* Work instructions
Rescale the rows from the line containing "If you would be willing to indicate the short" through the end of the rows, inclusive, and give only those lines, with the request text unchanged. Multiply every coordinate in the answers by 1.3 and round to whole numbers, rounding halves up.

* Entries supplied
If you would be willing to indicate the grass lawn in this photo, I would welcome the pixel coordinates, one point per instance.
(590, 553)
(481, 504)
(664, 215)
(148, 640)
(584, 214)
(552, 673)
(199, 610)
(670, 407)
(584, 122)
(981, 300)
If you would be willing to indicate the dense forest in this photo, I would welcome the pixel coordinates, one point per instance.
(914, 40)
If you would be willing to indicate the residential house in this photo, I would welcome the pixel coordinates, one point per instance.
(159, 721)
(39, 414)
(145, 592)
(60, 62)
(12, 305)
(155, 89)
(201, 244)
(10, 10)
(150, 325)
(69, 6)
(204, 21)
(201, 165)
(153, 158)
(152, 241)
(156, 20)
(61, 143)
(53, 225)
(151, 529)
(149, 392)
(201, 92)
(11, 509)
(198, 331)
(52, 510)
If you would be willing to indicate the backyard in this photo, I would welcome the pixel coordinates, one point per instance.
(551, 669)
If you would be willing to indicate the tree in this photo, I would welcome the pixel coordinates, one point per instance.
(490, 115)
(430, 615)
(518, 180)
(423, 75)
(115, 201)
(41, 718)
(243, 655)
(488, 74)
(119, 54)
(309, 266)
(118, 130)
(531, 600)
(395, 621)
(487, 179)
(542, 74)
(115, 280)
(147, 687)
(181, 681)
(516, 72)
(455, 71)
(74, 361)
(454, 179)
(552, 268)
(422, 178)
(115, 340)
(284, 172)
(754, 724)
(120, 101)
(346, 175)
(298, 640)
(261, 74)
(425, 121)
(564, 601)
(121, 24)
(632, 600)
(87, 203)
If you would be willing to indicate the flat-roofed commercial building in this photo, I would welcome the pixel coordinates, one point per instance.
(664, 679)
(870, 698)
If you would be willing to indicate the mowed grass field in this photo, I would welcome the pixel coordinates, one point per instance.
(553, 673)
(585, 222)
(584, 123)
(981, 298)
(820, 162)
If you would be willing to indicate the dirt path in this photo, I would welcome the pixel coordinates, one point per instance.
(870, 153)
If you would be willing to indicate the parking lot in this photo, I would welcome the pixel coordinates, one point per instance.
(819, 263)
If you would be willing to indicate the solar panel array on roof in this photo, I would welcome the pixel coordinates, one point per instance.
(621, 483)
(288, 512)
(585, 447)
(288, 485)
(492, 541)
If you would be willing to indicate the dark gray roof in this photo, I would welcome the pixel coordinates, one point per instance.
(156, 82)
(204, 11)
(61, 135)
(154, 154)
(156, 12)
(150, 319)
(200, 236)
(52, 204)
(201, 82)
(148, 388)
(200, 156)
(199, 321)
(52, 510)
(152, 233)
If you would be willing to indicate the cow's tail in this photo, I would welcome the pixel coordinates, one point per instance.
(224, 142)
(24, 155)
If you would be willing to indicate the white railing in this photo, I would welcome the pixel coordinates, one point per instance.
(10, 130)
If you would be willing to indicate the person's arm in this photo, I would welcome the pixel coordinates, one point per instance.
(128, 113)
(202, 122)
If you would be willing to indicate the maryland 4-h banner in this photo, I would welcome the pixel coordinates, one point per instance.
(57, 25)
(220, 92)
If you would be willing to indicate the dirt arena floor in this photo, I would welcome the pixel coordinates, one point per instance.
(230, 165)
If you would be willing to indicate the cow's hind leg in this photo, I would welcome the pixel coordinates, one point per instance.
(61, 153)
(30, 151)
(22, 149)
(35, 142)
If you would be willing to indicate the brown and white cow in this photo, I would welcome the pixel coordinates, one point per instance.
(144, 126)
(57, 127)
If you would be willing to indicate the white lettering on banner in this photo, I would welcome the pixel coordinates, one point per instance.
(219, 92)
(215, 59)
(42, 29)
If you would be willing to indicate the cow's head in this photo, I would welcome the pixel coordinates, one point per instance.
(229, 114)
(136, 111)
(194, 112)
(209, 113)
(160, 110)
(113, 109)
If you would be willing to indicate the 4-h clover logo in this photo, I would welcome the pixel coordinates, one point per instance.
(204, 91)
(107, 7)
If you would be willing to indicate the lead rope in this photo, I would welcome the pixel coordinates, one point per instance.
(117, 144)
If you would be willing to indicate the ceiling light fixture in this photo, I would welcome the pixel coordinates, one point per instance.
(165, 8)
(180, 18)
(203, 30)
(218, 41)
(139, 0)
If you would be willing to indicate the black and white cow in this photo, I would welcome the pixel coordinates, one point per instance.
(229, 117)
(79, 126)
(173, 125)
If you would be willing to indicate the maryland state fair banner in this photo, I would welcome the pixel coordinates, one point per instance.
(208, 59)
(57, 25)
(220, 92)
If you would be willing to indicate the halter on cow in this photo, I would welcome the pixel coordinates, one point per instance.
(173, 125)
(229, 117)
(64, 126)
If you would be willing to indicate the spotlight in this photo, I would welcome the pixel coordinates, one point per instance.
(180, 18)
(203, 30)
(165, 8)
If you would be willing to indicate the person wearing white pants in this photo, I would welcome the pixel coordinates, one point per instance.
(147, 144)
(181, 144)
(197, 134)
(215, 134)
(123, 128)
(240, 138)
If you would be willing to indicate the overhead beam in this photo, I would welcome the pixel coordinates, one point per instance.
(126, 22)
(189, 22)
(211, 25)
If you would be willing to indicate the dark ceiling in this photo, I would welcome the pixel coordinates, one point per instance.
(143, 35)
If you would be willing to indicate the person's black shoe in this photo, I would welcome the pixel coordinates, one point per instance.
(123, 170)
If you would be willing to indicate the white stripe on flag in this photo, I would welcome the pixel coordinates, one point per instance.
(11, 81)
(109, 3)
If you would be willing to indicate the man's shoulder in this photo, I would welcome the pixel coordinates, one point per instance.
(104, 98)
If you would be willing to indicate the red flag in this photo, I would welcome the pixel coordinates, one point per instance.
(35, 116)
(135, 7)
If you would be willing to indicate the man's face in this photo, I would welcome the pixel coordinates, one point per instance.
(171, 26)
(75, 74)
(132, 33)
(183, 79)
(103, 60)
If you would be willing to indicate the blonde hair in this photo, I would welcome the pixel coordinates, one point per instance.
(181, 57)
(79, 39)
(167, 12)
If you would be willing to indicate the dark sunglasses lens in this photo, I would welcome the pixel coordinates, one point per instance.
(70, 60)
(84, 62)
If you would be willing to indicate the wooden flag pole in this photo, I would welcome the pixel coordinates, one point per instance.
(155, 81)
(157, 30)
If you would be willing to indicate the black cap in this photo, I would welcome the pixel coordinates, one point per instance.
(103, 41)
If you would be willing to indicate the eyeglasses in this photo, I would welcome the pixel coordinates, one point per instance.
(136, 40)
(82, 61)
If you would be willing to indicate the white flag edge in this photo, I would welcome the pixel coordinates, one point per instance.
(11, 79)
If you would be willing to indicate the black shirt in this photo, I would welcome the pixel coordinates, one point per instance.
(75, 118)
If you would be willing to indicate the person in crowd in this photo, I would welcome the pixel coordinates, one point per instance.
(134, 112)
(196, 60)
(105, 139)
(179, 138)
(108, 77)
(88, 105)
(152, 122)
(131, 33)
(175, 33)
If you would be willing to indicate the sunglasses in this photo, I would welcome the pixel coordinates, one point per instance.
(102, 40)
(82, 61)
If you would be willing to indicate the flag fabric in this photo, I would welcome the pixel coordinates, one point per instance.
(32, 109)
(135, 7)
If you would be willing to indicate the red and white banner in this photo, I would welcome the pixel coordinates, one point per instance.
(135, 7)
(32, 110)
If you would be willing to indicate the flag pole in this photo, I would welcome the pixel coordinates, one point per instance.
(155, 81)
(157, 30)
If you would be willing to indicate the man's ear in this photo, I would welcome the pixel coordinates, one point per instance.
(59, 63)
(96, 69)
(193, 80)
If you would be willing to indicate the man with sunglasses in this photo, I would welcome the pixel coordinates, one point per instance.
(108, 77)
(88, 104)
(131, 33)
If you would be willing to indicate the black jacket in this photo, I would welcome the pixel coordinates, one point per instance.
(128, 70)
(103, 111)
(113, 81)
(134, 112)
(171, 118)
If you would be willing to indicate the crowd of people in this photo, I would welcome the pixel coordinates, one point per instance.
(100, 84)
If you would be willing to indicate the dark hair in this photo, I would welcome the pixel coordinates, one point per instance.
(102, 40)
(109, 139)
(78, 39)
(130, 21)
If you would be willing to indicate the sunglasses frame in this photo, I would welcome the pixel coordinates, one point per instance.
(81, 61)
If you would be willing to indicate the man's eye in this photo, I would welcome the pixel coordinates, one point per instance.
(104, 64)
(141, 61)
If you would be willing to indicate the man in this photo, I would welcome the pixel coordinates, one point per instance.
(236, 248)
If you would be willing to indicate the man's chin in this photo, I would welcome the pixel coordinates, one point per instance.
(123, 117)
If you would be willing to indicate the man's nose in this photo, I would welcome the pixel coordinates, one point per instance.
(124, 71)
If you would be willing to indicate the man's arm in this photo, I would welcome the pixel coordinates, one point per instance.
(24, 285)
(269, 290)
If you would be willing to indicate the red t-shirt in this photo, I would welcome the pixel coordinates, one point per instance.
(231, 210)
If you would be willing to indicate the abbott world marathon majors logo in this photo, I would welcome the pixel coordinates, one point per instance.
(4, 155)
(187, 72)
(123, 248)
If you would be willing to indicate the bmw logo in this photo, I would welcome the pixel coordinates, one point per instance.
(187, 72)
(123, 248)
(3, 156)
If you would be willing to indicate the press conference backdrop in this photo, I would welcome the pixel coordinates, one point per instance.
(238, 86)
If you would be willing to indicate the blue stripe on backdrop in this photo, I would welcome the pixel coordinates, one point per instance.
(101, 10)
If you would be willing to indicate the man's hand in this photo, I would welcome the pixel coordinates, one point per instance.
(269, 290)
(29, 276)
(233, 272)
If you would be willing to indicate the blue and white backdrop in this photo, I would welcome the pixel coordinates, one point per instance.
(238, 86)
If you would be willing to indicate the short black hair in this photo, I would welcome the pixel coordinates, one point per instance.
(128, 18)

* Written solution
If you would be willing to indicate the short black hair in this photo, I would welcome the pixel coordinates, one point per instance.
(166, 23)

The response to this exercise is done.